● EXERCISE
Set down the line that contains "Confirm that each instance of the shirt" and every line after it to the end of the entries, exactly as they stand and nothing more.

Pointing and labeling entries
+ + + +

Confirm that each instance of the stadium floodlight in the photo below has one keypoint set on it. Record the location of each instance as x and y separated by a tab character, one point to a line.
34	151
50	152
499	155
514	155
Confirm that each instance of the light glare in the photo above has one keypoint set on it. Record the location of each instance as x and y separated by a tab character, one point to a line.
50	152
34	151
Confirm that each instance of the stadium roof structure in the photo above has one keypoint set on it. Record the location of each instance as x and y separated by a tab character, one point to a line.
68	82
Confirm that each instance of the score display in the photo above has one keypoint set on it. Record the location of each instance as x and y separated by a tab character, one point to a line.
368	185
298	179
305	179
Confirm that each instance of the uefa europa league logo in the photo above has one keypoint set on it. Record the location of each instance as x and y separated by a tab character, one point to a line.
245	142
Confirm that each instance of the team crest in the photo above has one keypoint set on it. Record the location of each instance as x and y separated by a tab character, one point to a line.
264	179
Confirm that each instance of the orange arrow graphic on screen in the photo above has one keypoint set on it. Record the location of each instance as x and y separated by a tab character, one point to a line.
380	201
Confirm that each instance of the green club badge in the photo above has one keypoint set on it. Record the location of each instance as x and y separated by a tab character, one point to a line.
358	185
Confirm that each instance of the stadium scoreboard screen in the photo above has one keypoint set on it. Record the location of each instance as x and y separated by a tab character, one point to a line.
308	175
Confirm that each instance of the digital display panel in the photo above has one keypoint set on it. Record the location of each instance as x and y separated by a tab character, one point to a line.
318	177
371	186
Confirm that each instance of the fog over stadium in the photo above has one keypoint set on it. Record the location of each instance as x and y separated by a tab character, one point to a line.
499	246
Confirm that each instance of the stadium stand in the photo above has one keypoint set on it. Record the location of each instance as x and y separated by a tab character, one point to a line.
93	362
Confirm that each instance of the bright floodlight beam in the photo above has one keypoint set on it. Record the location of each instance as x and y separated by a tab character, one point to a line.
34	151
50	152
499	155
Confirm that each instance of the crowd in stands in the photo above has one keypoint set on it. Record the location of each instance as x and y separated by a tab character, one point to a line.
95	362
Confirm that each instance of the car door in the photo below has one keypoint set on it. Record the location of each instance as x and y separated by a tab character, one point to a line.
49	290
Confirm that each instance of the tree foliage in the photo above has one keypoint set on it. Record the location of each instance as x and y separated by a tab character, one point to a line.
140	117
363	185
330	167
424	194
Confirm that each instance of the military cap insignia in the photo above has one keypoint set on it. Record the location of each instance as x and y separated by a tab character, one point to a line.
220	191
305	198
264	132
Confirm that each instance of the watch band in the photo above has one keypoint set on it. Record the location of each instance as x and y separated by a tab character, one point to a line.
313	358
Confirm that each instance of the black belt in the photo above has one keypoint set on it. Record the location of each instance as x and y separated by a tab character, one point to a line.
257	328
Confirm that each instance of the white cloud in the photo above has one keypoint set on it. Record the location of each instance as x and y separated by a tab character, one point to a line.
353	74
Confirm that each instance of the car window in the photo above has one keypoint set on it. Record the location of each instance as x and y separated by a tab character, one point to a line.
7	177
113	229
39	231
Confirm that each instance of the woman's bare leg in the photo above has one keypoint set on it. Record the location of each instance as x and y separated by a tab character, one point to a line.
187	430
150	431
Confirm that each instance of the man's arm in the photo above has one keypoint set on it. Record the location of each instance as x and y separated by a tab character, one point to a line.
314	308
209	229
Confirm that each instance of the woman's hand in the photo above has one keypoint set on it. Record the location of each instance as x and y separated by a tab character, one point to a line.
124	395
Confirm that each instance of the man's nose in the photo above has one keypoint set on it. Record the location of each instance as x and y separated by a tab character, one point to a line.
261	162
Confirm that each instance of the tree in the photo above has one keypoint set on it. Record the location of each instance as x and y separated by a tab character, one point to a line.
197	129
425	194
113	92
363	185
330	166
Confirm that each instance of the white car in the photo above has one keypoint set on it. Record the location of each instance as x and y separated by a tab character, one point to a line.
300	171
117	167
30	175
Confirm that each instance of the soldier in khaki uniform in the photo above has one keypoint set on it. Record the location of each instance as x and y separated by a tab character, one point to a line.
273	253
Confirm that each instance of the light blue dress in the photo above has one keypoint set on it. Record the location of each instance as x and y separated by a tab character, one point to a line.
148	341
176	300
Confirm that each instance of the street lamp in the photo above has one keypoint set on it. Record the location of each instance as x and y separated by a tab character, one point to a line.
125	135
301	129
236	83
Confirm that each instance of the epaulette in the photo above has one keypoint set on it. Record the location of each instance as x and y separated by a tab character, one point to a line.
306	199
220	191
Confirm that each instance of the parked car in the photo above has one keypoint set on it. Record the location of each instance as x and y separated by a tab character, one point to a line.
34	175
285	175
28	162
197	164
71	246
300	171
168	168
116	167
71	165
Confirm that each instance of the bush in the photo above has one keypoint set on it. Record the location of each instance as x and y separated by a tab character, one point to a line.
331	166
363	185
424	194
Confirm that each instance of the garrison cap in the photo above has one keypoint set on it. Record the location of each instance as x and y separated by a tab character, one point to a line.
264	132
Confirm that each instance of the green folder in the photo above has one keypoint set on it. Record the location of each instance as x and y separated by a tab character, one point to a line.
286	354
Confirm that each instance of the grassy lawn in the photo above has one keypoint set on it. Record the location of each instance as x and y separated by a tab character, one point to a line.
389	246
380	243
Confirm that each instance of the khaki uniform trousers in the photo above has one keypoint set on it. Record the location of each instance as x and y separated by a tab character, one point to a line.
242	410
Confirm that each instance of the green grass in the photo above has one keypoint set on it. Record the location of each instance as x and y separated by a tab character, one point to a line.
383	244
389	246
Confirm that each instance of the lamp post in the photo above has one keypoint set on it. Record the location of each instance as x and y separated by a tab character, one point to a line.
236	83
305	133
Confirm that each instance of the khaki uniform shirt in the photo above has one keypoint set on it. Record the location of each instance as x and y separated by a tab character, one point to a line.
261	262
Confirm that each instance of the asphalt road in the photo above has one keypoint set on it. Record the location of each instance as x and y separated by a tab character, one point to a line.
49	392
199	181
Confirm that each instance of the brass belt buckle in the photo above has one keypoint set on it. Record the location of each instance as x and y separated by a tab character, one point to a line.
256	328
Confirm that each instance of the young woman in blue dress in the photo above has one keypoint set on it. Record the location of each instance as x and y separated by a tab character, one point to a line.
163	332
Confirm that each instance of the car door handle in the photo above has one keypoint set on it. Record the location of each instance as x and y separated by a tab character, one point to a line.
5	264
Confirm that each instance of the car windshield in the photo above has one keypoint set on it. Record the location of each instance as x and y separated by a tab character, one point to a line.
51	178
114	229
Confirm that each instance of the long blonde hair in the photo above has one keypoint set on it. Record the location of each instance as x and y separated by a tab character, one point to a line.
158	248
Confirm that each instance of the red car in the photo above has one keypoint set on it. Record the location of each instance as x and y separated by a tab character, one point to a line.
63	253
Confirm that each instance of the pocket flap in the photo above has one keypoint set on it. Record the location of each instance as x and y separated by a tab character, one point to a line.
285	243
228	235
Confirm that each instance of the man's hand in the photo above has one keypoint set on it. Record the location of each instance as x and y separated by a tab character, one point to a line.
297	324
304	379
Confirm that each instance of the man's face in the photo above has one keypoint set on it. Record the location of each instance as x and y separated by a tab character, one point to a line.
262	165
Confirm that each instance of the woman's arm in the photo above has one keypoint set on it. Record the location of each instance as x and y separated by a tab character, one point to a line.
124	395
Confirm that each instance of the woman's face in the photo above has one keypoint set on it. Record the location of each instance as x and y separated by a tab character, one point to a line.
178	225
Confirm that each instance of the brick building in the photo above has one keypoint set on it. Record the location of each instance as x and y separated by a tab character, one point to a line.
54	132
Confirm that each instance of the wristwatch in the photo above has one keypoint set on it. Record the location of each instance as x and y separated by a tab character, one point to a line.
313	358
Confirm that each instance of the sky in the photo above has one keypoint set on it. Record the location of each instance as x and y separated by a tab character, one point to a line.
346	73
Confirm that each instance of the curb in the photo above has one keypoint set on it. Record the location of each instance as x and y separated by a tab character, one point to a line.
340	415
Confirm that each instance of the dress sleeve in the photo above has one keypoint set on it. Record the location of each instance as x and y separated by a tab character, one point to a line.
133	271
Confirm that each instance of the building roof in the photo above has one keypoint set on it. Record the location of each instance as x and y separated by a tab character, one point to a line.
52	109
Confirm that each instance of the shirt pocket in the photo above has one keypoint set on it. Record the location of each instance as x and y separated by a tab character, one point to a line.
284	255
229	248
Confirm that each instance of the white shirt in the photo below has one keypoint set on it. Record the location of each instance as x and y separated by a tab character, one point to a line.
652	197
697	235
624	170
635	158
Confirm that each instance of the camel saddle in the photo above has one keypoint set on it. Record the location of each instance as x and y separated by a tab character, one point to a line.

+ + + +

● RESULT OF THIS EXERCISE
Confirm that each instance of the shirt pocket in the photo above has one keypoint set on it. Record the location of each instance as x and y separated by a tab character, one point to a line.
284	255
229	248
Confirm that each instance of the white shirt in the photo below has one keypoint set on it. Record the location of each instance as x and y separated by a tab character, one point to a line.
652	197
697	235
624	170
635	158
Confirm that each instance of the camel saddle in the photo above has one keypoint set on it. Record the location of each instance as x and y separated by a tab character, one point to a line.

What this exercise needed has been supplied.